Rewrite every line of the items below as a Markdown table with two columns, "Row" and "Line." Number each row and leave out blank lines.

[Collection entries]
----

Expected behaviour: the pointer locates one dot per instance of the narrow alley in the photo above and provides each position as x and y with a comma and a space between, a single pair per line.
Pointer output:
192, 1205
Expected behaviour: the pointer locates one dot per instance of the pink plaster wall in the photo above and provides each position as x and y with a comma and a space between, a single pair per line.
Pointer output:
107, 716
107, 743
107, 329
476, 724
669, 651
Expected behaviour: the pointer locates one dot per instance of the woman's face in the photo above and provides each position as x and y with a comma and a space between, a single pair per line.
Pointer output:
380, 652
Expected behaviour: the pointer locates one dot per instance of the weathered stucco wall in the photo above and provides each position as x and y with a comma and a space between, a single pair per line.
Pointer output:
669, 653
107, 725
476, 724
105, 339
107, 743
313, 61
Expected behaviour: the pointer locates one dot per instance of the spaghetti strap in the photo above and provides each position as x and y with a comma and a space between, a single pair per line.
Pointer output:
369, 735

----

* [FINISHED TASK]:
| Row | Line |
|---|---|
| 1 | Expected behaviour: the pointer locates one dot per instance of the narrow alley in the photo above and provides each position as x and y with a comma and a space between, a single pair per line. |
| 2 | Pointer output: |
| 3 | 192, 1205 |
| 4 | Expected behaviour: the pointer locates one dot per instance of the pink plaster wall in the photo above and provides each position as x and y with a comma and a space between, a single pair per line. |
| 5 | Pointer output: |
| 6 | 107, 716 |
| 7 | 107, 743 |
| 8 | 107, 329 |
| 9 | 476, 724 |
| 10 | 669, 651 |
| 11 | Expected behaviour: the pointer locates one dot per instance of the woman's face in the photo above and provides each position as x and y with a comma and a space between, a single pair per line. |
| 12 | Pointer output: |
| 13 | 380, 652 |
| 14 | Expected behaviour: the pointer locates one dot per instance of the weathered stucco wall in the photo above and provides each position as x and y with a comma and a space between, a single pair per line. |
| 15 | Pointer output: |
| 16 | 669, 653 |
| 17 | 107, 725 |
| 18 | 476, 724 |
| 19 | 105, 339 |
| 20 | 107, 743 |
| 21 | 313, 61 |
| 22 | Expected behaviour: the pointer locates one dot per instance of the spaghetti strap in the photo above and provides each position as x and y with a comma and a space between, a single pair per line. |
| 23 | Pointer output: |
| 24 | 369, 735 |